═════ Excerpt to read ═════

WASHINGTON : The global spread of green technologies must quicken about ten times faster than in the past to avoid future rebounds in greenhouse gas emissions, and maintain climate warming below the two degrees Celsius, a new study has found.
“Based on our calculations, we won’t meet the climate warming goals set by the Paris Agreement unless we speed up the spread of clean technology by a full order of magnitude, or about ten times faster than in the past,” said Gabriele Manoli, a former postdoctoral associate at Duke University’s Nicholas School of the Environment in the US.
“Radically new strategies to implement technological advances on a global scale and at unprecedented rates are needed if current emissions goals are to be achieved,” said Manoli, who led the study.
The study used delayed differential equations to calculate the pace at which global per-capita emissions of carbon dioxide have increased since the Second Industrial Revolution – a period of rapid industrialisation at the end of the 19th century and start of the 20th.
The researchers then compared this pace to the speed of new innovations in low-carbon-emitting technologies.

═════ Data records ═════

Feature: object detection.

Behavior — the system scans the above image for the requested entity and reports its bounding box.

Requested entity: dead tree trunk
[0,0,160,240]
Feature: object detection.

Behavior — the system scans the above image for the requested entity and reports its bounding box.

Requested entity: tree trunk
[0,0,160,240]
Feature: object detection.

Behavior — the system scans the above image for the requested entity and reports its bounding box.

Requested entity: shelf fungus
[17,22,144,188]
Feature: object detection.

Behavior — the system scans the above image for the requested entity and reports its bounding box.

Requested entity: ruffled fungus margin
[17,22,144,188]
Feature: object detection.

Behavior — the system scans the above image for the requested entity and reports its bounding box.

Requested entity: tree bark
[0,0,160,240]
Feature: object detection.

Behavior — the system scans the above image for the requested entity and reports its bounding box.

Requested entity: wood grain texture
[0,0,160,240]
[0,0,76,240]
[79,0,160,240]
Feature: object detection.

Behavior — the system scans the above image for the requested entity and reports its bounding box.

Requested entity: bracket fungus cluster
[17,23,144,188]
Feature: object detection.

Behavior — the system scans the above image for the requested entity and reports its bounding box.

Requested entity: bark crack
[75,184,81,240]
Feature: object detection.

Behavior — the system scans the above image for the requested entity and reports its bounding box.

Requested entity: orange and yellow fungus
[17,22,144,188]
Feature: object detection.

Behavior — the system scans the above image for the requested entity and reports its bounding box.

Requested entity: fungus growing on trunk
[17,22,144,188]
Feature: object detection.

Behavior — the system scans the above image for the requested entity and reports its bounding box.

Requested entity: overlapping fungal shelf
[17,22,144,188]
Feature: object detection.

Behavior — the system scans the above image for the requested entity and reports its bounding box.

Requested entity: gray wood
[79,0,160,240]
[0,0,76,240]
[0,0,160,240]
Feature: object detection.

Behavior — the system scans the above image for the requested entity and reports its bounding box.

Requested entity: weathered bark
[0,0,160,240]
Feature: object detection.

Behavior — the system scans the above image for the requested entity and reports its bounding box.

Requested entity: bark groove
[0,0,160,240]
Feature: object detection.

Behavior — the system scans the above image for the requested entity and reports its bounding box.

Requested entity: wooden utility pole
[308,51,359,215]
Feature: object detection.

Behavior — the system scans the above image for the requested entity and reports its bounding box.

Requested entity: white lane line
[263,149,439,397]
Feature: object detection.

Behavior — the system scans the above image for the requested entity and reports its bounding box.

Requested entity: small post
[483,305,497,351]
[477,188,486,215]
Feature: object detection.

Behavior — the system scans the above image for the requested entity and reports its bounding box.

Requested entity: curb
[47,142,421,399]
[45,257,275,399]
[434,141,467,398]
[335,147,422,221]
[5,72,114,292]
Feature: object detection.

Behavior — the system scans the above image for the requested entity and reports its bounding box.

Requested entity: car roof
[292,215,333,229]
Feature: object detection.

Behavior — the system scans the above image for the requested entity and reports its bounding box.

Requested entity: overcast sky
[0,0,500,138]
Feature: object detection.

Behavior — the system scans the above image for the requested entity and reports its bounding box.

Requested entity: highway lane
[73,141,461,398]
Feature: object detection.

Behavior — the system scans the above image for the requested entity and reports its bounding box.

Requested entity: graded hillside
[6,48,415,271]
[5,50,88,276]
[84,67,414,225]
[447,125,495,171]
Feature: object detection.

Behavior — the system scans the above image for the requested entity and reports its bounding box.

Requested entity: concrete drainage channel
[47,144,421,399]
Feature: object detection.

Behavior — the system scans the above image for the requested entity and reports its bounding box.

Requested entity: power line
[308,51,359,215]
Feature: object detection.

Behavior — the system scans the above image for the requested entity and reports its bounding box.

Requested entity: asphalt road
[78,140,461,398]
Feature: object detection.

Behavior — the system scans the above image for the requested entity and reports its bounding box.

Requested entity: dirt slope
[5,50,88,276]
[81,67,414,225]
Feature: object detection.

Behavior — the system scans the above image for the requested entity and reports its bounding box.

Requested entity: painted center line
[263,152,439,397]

═════

Problem: Please return, word for word, the stretch of the article on speeding up clean technology from "The study used" through "of the 20th.".

Solution to the problem:
The study used delayed differential equations to calculate the pace at which global per-capita emissions of carbon dioxide have increased since the Second Industrial Revolution – a period of rapid industrialisation at the end of the 19th century and start of the 20th.